— Begin —

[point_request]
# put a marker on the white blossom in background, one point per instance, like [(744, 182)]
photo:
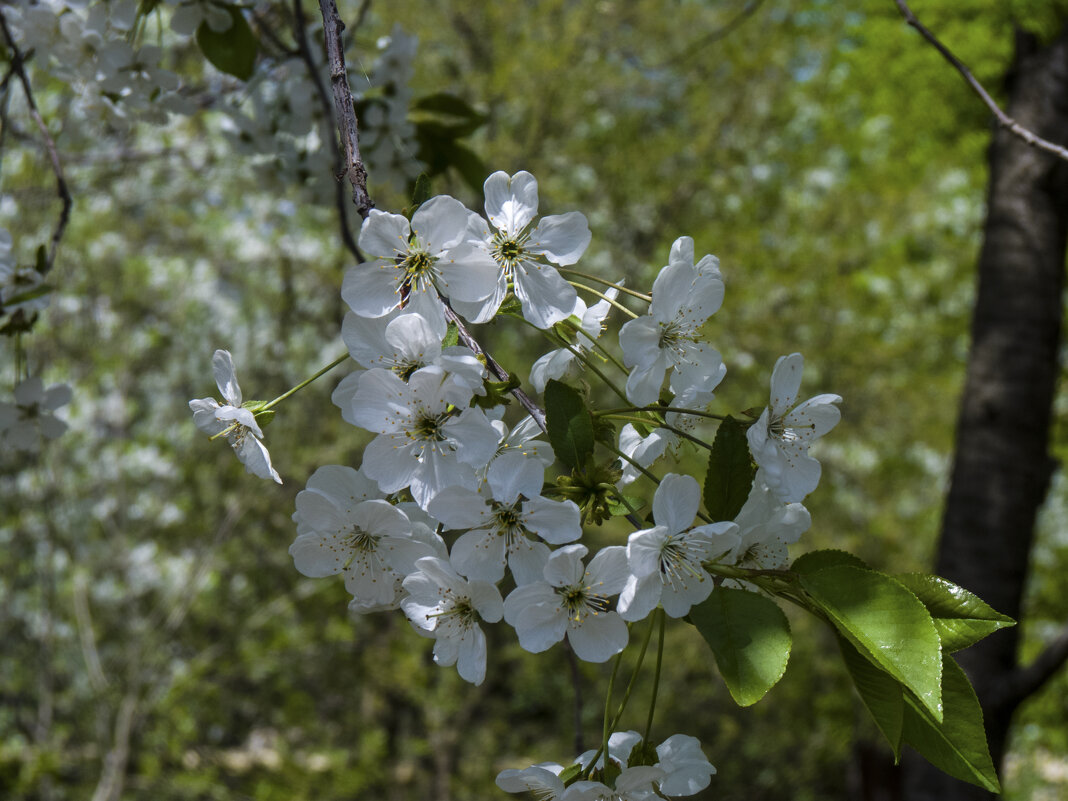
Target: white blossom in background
[(780, 439), (415, 262), (406, 342), (561, 363), (423, 443), (213, 418), (345, 527), (449, 608), (665, 561), (30, 418), (525, 255), (572, 601), (684, 296), (499, 518)]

— End —

TASK DIRECTIONS:
Reproduce the listing above line for line with no changes, and omit the picture from your answer.

REPLY:
[point_request]
# put a marker on the white blossom in background, one point per instance, like [(744, 182)]
photo:
Target: white blossom in background
[(780, 439), (415, 262), (406, 342), (561, 363), (423, 443), (213, 418), (345, 527), (449, 608), (665, 561), (30, 418), (525, 255), (572, 601), (684, 296), (499, 518)]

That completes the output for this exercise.